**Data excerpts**

****************************************

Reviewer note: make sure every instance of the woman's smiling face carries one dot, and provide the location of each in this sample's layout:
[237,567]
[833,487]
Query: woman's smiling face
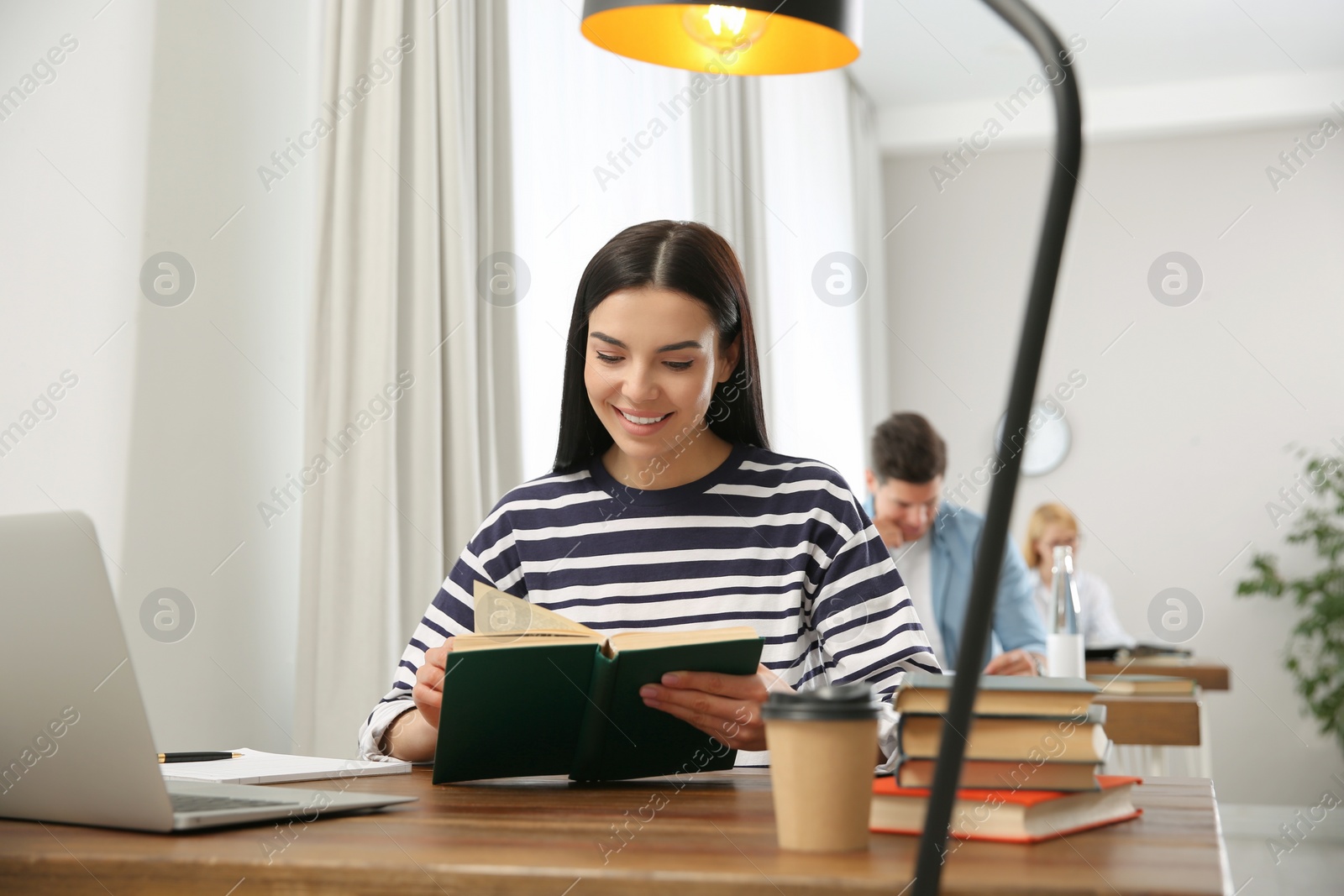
[651,367]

****************************************

**Work instructions**
Before handing back the copy, remove the pictures; otherwise print the data exactly.

**Exercise result**
Reviewer note: make sure every instance of the woman's smiling face carries one dot, and provide the location of each in this sample's layout:
[237,567]
[833,487]
Query: woman's smiling face
[651,367]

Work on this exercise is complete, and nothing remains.